AIM OF THE TASK: Start to finish, write out the entries exactly, leaving the pictures aside.

INPUT FOR THIS TASK:
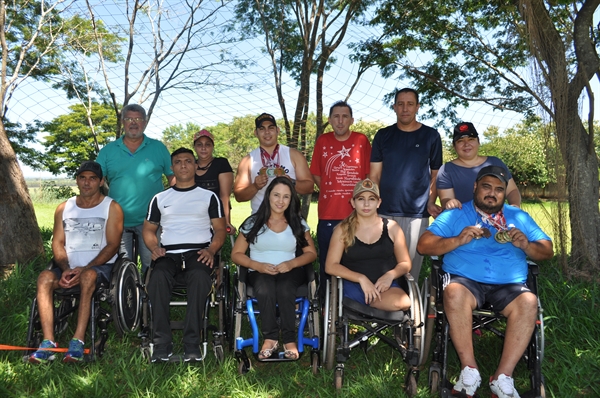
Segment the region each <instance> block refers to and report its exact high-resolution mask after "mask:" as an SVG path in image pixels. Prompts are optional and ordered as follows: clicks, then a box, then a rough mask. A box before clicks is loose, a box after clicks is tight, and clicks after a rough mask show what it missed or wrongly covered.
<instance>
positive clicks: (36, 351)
mask: <svg viewBox="0 0 600 398" xmlns="http://www.w3.org/2000/svg"><path fill="white" fill-rule="evenodd" d="M56 347H58V344H56V343H55V342H54V341H50V340H48V339H46V340H44V341H42V344H40V348H39V349H38V350H37V351H36V352H34V353H33V354H31V355H30V356H29V363H34V364H39V363H48V362H49V361H54V360H55V359H56V356H55V355H54V352H53V351H47V350H46V348H56Z"/></svg>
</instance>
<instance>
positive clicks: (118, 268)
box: [110, 258, 142, 336]
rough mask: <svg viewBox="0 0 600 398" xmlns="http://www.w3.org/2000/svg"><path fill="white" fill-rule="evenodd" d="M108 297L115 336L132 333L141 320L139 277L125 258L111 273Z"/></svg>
mask: <svg viewBox="0 0 600 398" xmlns="http://www.w3.org/2000/svg"><path fill="white" fill-rule="evenodd" d="M115 266H117V265H115ZM110 296H111V304H112V315H113V319H115V320H116V322H115V329H116V330H117V334H118V335H119V336H123V334H125V333H131V332H134V331H135V330H136V329H137V328H138V326H139V325H140V320H141V307H142V295H141V292H140V275H139V272H138V268H137V266H136V265H135V264H134V263H133V262H131V261H130V260H128V259H126V258H124V259H123V260H122V262H121V263H120V264H119V266H118V268H117V269H116V270H115V271H114V272H113V273H112V277H111V283H110Z"/></svg>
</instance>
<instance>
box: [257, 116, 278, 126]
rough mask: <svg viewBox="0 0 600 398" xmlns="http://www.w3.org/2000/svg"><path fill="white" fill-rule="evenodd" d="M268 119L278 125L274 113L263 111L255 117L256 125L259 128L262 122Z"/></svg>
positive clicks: (266, 120)
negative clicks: (275, 118)
mask: <svg viewBox="0 0 600 398" xmlns="http://www.w3.org/2000/svg"><path fill="white" fill-rule="evenodd" d="M267 120H268V121H269V122H273V124H274V125H275V126H277V122H276V121H275V118H274V117H273V115H270V114H268V113H261V115H260V116H259V117H257V118H256V119H254V124H255V125H256V128H259V127H260V126H261V125H262V123H263V122H264V121H267Z"/></svg>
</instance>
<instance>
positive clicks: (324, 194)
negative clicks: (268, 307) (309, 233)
mask: <svg viewBox="0 0 600 398" xmlns="http://www.w3.org/2000/svg"><path fill="white" fill-rule="evenodd" d="M328 120H329V124H330V125H331V127H332V128H333V131H332V132H329V133H327V134H323V135H321V136H320V137H319V138H317V141H316V142H315V149H314V151H313V156H312V161H311V164H310V172H311V174H312V176H313V179H314V180H315V184H316V185H317V187H318V188H319V224H318V225H317V241H318V244H319V263H320V268H321V272H320V275H321V278H320V286H319V295H320V296H321V298H323V297H324V295H325V280H326V278H328V277H329V276H328V275H327V274H326V273H325V260H326V259H327V251H328V249H329V241H330V240H331V234H332V233H333V228H334V227H335V226H336V225H337V224H339V223H340V221H342V220H343V219H344V218H346V217H347V216H348V215H349V214H350V213H351V212H352V206H351V205H350V199H351V198H352V192H353V189H354V186H355V185H356V183H357V182H358V181H360V180H363V179H365V178H366V177H367V175H368V174H369V166H370V159H371V144H370V143H369V139H368V138H367V136H365V135H364V134H361V133H356V132H354V131H350V126H351V125H352V123H354V119H353V118H352V108H351V107H350V105H348V103H347V102H346V101H338V102H336V103H334V104H333V105H332V106H331V108H330V109H329V119H328Z"/></svg>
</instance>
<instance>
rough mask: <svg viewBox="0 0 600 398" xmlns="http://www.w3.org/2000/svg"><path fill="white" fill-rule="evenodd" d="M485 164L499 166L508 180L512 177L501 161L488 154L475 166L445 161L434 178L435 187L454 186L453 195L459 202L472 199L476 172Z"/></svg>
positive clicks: (510, 174) (437, 187)
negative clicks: (453, 191)
mask: <svg viewBox="0 0 600 398" xmlns="http://www.w3.org/2000/svg"><path fill="white" fill-rule="evenodd" d="M486 166H500V167H502V168H504V169H505V170H506V176H507V178H508V179H509V180H510V179H511V178H512V174H510V170H508V167H506V165H505V164H504V162H503V161H501V160H500V159H498V158H497V157H495V156H488V157H487V159H486V160H485V162H483V163H482V164H480V165H479V166H475V167H463V166H459V165H457V164H454V163H452V162H448V163H445V164H444V165H443V166H442V167H441V168H440V171H439V172H438V175H437V178H436V186H437V189H438V190H439V189H450V188H454V197H455V198H456V199H458V200H459V201H460V203H466V202H468V201H469V200H473V186H474V185H475V180H476V179H477V173H479V170H481V169H483V168H484V167H486Z"/></svg>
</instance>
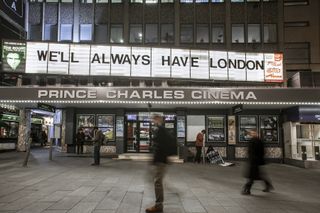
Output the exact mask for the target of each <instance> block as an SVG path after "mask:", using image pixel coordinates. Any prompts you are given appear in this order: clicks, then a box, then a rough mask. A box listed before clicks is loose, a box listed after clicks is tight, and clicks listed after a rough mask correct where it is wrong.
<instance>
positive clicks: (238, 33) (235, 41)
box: [232, 24, 244, 43]
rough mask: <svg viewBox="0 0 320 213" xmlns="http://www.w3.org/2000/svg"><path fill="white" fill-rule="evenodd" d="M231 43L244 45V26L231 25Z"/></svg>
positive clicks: (243, 24)
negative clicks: (231, 33) (231, 29)
mask: <svg viewBox="0 0 320 213" xmlns="http://www.w3.org/2000/svg"><path fill="white" fill-rule="evenodd" d="M232 43H244V24H232Z"/></svg>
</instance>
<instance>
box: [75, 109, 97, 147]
mask: <svg viewBox="0 0 320 213" xmlns="http://www.w3.org/2000/svg"><path fill="white" fill-rule="evenodd" d="M94 125H95V115H91V114H89V115H78V116H77V130H76V131H78V128H80V127H81V128H82V129H83V132H84V135H85V140H86V141H91V140H92V139H93V127H94Z"/></svg>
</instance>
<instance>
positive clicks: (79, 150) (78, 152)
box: [76, 128, 85, 154]
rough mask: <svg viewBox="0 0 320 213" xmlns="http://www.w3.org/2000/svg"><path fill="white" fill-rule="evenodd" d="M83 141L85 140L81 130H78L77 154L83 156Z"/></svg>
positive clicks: (84, 135) (83, 134)
mask: <svg viewBox="0 0 320 213" xmlns="http://www.w3.org/2000/svg"><path fill="white" fill-rule="evenodd" d="M84 140H85V135H84V132H83V129H82V128H79V129H78V132H77V135H76V144H77V154H83V144H84Z"/></svg>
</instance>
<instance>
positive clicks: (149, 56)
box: [26, 42, 283, 82]
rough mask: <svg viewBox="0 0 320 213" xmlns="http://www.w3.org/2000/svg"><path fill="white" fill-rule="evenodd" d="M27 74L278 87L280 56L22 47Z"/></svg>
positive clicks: (100, 48)
mask: <svg viewBox="0 0 320 213" xmlns="http://www.w3.org/2000/svg"><path fill="white" fill-rule="evenodd" d="M26 55H27V59H26V73H48V74H61V75H88V76H89V75H91V76H126V77H149V78H157V77H160V78H173V79H176V78H180V79H206V80H222V81H258V82H282V81H283V55H282V54H281V53H243V52H226V51H212V50H190V49H174V48H153V47H129V46H103V45H86V44H57V43H44V42H27V51H26Z"/></svg>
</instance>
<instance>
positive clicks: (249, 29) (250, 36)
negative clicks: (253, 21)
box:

RESULT FOR THIS TASK:
Segment the region each <instance> block refers to and report its exact high-resolution mask after "mask:" as an SVG path in image pixels. Prompts are optional and ordered as follows: clicks, then a box, then a rough mask. A box before clicks is loose, a box after clicks is tight, and clicks after a rough mask show what it missed or wrongly covered.
<instance>
positive clicks: (36, 351)
mask: <svg viewBox="0 0 600 398" xmlns="http://www.w3.org/2000/svg"><path fill="white" fill-rule="evenodd" d="M56 347H58V344H56V343H55V342H54V341H50V340H48V339H46V340H44V341H42V344H40V348H39V349H38V350H37V351H36V352H34V353H33V354H31V355H30V356H29V363H34V364H39V363H48V362H49V361H54V360H55V359H56V356H55V355H54V352H53V351H47V350H46V348H56Z"/></svg>
</instance>
<instance>
positive clicks: (118, 268)
box: [110, 258, 142, 336]
rough mask: <svg viewBox="0 0 600 398" xmlns="http://www.w3.org/2000/svg"><path fill="white" fill-rule="evenodd" d="M108 297L115 336L132 333L141 320L139 277L125 258L111 273Z"/></svg>
mask: <svg viewBox="0 0 600 398" xmlns="http://www.w3.org/2000/svg"><path fill="white" fill-rule="evenodd" d="M115 266H117V265H115ZM110 296H111V304H112V315H113V319H115V320H116V322H115V329H116V330H117V334H118V335H119V336H123V334H125V333H131V332H134V331H135V330H136V329H137V328H138V326H139V325H140V320H141V307H142V295H141V292H140V275H139V272H138V268H137V266H136V265H135V264H134V263H133V262H131V261H130V260H128V259H126V258H124V259H123V260H122V262H121V263H120V264H119V266H118V268H117V269H116V270H115V271H114V272H113V273H112V277H111V283H110Z"/></svg>
</instance>
<instance>
box: [257, 116, 278, 126]
rough mask: <svg viewBox="0 0 600 398" xmlns="http://www.w3.org/2000/svg"><path fill="white" fill-rule="evenodd" d="M268 119L278 125L274 113L263 111L255 117L256 125L259 128L262 122Z"/></svg>
positive clicks: (266, 120)
negative clicks: (275, 118)
mask: <svg viewBox="0 0 600 398" xmlns="http://www.w3.org/2000/svg"><path fill="white" fill-rule="evenodd" d="M267 120H268V121H269V122H273V124H274V125H275V126H277V122H276V121H275V118H274V117H273V115H270V114H268V113H261V115H260V116H259V117H257V118H256V119H254V124H255V125H256V128H259V127H260V126H261V125H262V123H263V122H264V121H267Z"/></svg>
</instance>
<instance>
positive clicks: (324, 194)
negative clicks: (268, 307) (309, 233)
mask: <svg viewBox="0 0 600 398" xmlns="http://www.w3.org/2000/svg"><path fill="white" fill-rule="evenodd" d="M328 120H329V124H330V125H331V127H332V128H333V131H332V132H329V133H327V134H323V135H321V136H320V137H319V138H317V141H316V142H315V149H314V151H313V156H312V161H311V164H310V172H311V174H312V176H313V179H314V180H315V184H316V185H317V187H318V188H319V224H318V225H317V241H318V244H319V263H320V268H321V272H320V275H321V278H320V286H319V295H320V296H321V298H323V297H324V295H325V280H326V278H328V277H329V276H328V275H327V274H326V273H325V260H326V259H327V251H328V249H329V241H330V240H331V234H332V233H333V228H334V227H335V226H336V225H337V224H339V223H340V221H342V220H343V219H344V218H346V217H347V216H348V215H349V214H350V213H351V212H352V206H351V205H350V199H351V198H352V192H353V189H354V186H355V185H356V183H357V182H358V181H360V180H363V179H365V178H366V177H367V175H368V174H369V166H370V159H371V144H370V143H369V139H368V138H367V136H365V135H364V134H361V133H356V132H354V131H350V126H351V125H352V123H354V119H353V118H352V108H351V107H350V105H348V103H347V102H346V101H338V102H336V103H334V104H333V105H332V106H331V108H330V109H329V119H328Z"/></svg>
</instance>
<instance>
rough mask: <svg viewBox="0 0 600 398" xmlns="http://www.w3.org/2000/svg"><path fill="white" fill-rule="evenodd" d="M485 164L499 166L508 180L512 177L501 161L488 154L475 166L445 161L434 178L435 187L454 186L453 195L459 202L472 199L476 172Z"/></svg>
positive clicks: (510, 174) (437, 187)
negative clicks: (453, 191)
mask: <svg viewBox="0 0 600 398" xmlns="http://www.w3.org/2000/svg"><path fill="white" fill-rule="evenodd" d="M486 166H500V167H502V168H504V169H505V170H506V176H507V178H508V179H509V180H510V179H511V178H512V174H510V170H508V167H506V165H505V164H504V162H503V161H501V160H500V159H498V158H497V157H495V156H488V157H487V159H486V160H485V162H483V163H482V164H480V165H479V166H475V167H463V166H459V165H457V164H454V163H452V162H448V163H445V164H444V165H443V166H442V167H441V168H440V171H439V172H438V175H437V178H436V186H437V189H438V190H439V189H450V188H454V197H455V198H456V199H458V200H459V201H460V203H466V202H468V201H469V200H473V186H474V185H475V180H476V179H477V173H479V170H481V169H483V168H484V167H486Z"/></svg>
</instance>
Output the exact mask for the target of each <instance> block as an SVG path after "mask:", using image pixel coordinates. Any prompts you are given appear in this order: clicks, then a box, then a rough mask. A box listed before clicks is loose, a box listed after clicks is tight, and clicks listed after a rough mask correct where it is wrong.
<instance>
positive clicks: (238, 33) (235, 41)
box: [232, 24, 244, 43]
rough mask: <svg viewBox="0 0 320 213" xmlns="http://www.w3.org/2000/svg"><path fill="white" fill-rule="evenodd" d="M231 43L244 45V26L231 25Z"/></svg>
positive clicks: (243, 24)
negative clicks: (231, 33) (231, 29)
mask: <svg viewBox="0 0 320 213" xmlns="http://www.w3.org/2000/svg"><path fill="white" fill-rule="evenodd" d="M232 43H244V24H232Z"/></svg>
</instance>
<instance>
box: [75, 109, 97, 147]
mask: <svg viewBox="0 0 320 213" xmlns="http://www.w3.org/2000/svg"><path fill="white" fill-rule="evenodd" d="M94 125H95V115H91V114H89V115H78V116H77V130H76V131H78V128H80V127H81V128H82V129H83V132H84V135H85V140H86V141H91V140H92V139H93V127H94Z"/></svg>
</instance>
<instance>
positive clicks: (79, 150) (78, 152)
box: [76, 128, 85, 154]
rough mask: <svg viewBox="0 0 320 213" xmlns="http://www.w3.org/2000/svg"><path fill="white" fill-rule="evenodd" d="M83 141L85 140L81 130H78L77 154L83 156Z"/></svg>
positive clicks: (84, 135) (83, 134)
mask: <svg viewBox="0 0 320 213" xmlns="http://www.w3.org/2000/svg"><path fill="white" fill-rule="evenodd" d="M84 140H85V135H84V132H83V129H82V128H79V129H78V132H77V135H76V144H77V154H83V144H84Z"/></svg>
</instance>
<instance>
positive clicks: (149, 56)
box: [26, 42, 283, 82]
rough mask: <svg viewBox="0 0 320 213" xmlns="http://www.w3.org/2000/svg"><path fill="white" fill-rule="evenodd" d="M27 74L278 87L280 56L22 47Z"/></svg>
positive clicks: (100, 48)
mask: <svg viewBox="0 0 320 213" xmlns="http://www.w3.org/2000/svg"><path fill="white" fill-rule="evenodd" d="M26 55H27V59H26V73H48V74H61V75H88V76H89V75H91V76H126V77H149V78H157V77H160V78H173V79H176V78H180V79H206V80H222V81H258V82H282V81H283V55H282V54H281V53H243V52H226V51H212V50H190V49H174V48H153V47H129V46H103V45H86V44H57V43H44V42H27V51H26Z"/></svg>
</instance>
<instance>
positive clicks: (249, 29) (250, 36)
negative clicks: (253, 21)
box:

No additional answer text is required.